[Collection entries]
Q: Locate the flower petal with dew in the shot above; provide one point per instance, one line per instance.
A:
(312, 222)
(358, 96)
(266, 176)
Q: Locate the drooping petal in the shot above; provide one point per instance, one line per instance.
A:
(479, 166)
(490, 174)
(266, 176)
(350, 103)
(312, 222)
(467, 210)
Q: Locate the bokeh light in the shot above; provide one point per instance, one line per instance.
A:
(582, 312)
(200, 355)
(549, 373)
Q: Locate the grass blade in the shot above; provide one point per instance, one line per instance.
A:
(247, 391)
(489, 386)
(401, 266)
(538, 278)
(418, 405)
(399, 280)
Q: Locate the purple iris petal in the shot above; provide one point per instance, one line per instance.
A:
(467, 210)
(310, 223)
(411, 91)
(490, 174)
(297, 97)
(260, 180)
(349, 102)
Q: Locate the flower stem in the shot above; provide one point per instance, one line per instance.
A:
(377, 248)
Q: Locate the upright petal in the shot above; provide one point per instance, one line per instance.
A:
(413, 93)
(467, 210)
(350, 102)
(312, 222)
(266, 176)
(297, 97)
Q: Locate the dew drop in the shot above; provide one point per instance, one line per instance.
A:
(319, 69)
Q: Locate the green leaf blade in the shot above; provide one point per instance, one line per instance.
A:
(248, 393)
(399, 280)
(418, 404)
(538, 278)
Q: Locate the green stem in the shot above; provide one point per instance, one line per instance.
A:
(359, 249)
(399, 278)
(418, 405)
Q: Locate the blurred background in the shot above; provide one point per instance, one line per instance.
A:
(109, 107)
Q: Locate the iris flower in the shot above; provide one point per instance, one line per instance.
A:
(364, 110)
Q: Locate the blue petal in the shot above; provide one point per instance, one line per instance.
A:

## Written problem
Rewrite all of the items with "one line per instance" replaced by "each on its own line" everywhere it occurs, keeping every other word the same.

## The completed task
Q: Locate the flower petal with dew in the shot above; provide one point per instance, each on its own line.
A:
(312, 222)
(358, 96)
(266, 176)
Q: Locate the drooping petal in the shot above; provide one point per instance, each on its own line.
A:
(479, 166)
(490, 174)
(266, 176)
(350, 103)
(312, 222)
(467, 210)
Q: Locate the bokeh light in the shot above; provide one point per instance, each on its own line.
A:
(582, 312)
(200, 355)
(549, 373)
Q: Locate the grass blade in the shot above; provide one point per instance, each on its own line.
A:
(247, 391)
(489, 386)
(401, 266)
(538, 278)
(418, 405)
(399, 280)
Q: Locate the purple iris petal in the shot above; provide one point per instance, each on its own line.
A:
(467, 210)
(310, 223)
(411, 91)
(490, 174)
(297, 97)
(260, 180)
(349, 102)
Q: Locate the flower stem in the shot above; provide one point per instance, each on its own line.
A:
(377, 248)
Q: Locate the upright petal in the shot above; provide one point per instance, each on its own line.
A:
(413, 93)
(467, 210)
(350, 102)
(312, 222)
(266, 176)
(297, 97)
Q: Locate the dew drop in the shot above; provide one point per instance, each on its own line.
A:
(319, 69)
Q: Locate the green leaf blade in the shot above; provide one point per instance, each on its own line.
A:
(248, 393)
(399, 280)
(418, 404)
(538, 278)
Q: Locate the green stem in the shot above; provide one point per instance, each on its own line.
A:
(359, 249)
(399, 278)
(418, 405)
Q: Locate the blurred background in the shot above; provide one point per instance, each on its own line.
A:
(109, 107)
Q: Locate the iris flower in the shot above; provide one point per instance, each on its own line.
A:
(364, 110)
Q: Locate the blue petal in the shot above; provide one point per instance, each on its own line.
A:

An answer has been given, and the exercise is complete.